## INPUT
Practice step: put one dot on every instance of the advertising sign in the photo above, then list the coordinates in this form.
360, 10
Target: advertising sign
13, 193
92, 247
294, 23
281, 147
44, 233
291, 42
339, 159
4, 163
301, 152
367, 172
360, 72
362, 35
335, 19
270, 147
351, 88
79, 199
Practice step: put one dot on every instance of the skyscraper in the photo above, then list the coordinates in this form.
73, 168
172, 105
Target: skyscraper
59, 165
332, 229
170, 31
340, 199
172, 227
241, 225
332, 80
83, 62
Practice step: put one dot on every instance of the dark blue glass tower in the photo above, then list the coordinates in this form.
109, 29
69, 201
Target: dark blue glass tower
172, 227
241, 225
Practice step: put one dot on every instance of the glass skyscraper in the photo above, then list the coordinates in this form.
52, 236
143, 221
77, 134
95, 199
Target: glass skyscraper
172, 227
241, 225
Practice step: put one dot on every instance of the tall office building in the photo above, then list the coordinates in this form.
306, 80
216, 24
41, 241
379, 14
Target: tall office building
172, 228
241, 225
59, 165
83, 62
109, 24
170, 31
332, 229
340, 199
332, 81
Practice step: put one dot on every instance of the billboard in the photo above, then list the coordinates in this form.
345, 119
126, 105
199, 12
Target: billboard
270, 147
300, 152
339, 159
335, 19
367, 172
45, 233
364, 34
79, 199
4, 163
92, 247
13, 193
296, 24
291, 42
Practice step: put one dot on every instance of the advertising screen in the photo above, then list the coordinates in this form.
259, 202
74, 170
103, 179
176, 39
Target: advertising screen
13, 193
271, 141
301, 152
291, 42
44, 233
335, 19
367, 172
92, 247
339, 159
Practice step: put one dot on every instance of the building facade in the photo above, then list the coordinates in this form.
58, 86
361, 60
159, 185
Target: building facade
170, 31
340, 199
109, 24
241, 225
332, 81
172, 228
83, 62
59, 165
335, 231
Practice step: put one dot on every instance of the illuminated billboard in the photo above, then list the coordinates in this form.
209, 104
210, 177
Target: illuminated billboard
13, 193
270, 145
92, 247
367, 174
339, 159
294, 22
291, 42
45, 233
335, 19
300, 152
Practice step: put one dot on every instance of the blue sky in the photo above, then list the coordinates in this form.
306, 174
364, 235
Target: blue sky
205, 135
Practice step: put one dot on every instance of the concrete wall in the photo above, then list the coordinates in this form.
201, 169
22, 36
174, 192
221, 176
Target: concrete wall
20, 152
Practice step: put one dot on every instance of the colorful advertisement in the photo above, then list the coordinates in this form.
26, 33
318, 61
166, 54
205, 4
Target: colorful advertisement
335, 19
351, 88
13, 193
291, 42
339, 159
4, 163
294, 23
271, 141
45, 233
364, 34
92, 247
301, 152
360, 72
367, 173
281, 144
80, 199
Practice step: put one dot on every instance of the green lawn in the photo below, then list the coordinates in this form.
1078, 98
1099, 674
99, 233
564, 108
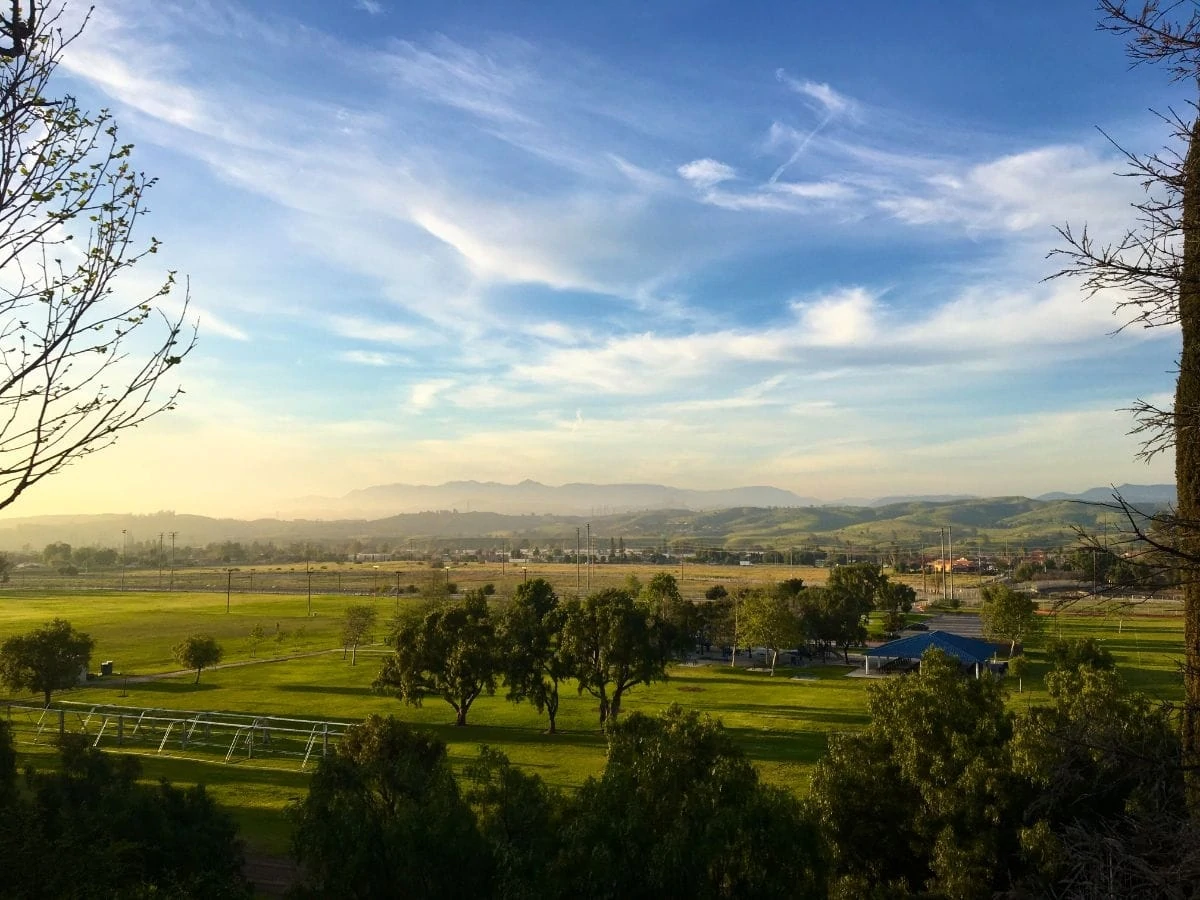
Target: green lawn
781, 723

## EXERCISE PROMPT
The whole listing must be restated word for word. Leave out any pictures.

## WRITTEN RESPONSE
Practice step: put one dot on every instance of the advertising sign in the photo above, then list the coordinates in this form.
360, 10
Target: advertising sign
13, 193
92, 247
294, 23
281, 147
44, 233
291, 42
339, 159
4, 163
301, 152
367, 172
360, 72
362, 35
335, 19
270, 147
351, 88
79, 199
Practice step: put one dot on every instance of the skyscraper in the photo above, then list the coordinates in this form.
73, 168
172, 105
Target: skyscraper
59, 165
332, 229
170, 31
340, 199
172, 227
241, 225
332, 80
83, 62
Practice step: put one dot on every instance of the dark blue glass tower in the photo above, then list the coordinates in this form.
109, 29
69, 201
Target: dark blue glass tower
172, 227
241, 225
Practice step: put one dot on every instance of the glass skyscraper in the photo above, then list the coordinates in this form.
52, 236
143, 221
77, 134
95, 199
Target: glass skyscraper
172, 227
241, 225
Practice step: put one dot on every instance of the tall office building in the photo above, then list the coordinates in this form.
306, 80
216, 24
41, 241
379, 14
Target: tall office building
172, 228
241, 225
59, 165
83, 62
109, 24
170, 31
332, 229
340, 199
332, 81
Practice step: put one dot on every instance of the billboard in the photo above, then list the coordinates in this form.
345, 119
126, 105
199, 12
Target: billboard
270, 147
300, 152
339, 159
335, 19
367, 172
45, 233
364, 34
79, 199
4, 163
92, 247
13, 193
296, 24
291, 42
Practice step: put one dot on every instance of the advertising screen in the photo above, then list the coordinates in this form.
259, 202
74, 170
103, 179
176, 39
Target: advertising screen
13, 193
271, 141
301, 152
291, 42
44, 233
335, 19
367, 172
92, 247
339, 159
Practice step: put one dot on every instance of the building facade in the photo above, then list the coordinates in this form.
58, 86
361, 60
159, 185
Target: building facade
170, 31
340, 199
109, 24
241, 225
332, 81
172, 228
83, 62
59, 165
335, 231
Practice step: put one dot on every instance of the illuminated billboard in the photo above, then list the coordinates in this form.
209, 104
210, 177
Target: illuminated billboard
13, 193
270, 145
92, 247
367, 174
339, 159
294, 22
291, 42
45, 233
335, 19
300, 152
Practice step: put one dot on every instance of the blue sky in the photo above, then list the coordinates in this form.
306, 174
364, 235
Target: blue sky
205, 135
Practice step: put one dot on every instance of the concrete wall in the photo above, then list the coordinates in this form.
201, 169
22, 36
174, 192
221, 176
Target: concrete wall
20, 152
Practice step: put one dot on every instance of the colorful advertisement in the photo above, then list the coordinates in this form.
26, 33
318, 61
166, 54
205, 4
Target: colorful advertisement
335, 19
351, 88
13, 193
291, 42
339, 159
4, 163
294, 23
271, 141
45, 233
364, 34
92, 247
301, 152
360, 72
367, 173
281, 144
80, 199
Practice step: put one dot on every instance of the green lawn in the photo below, then list the coordinates in this form.
1078, 98
1099, 674
99, 233
564, 108
Target: green lawn
781, 723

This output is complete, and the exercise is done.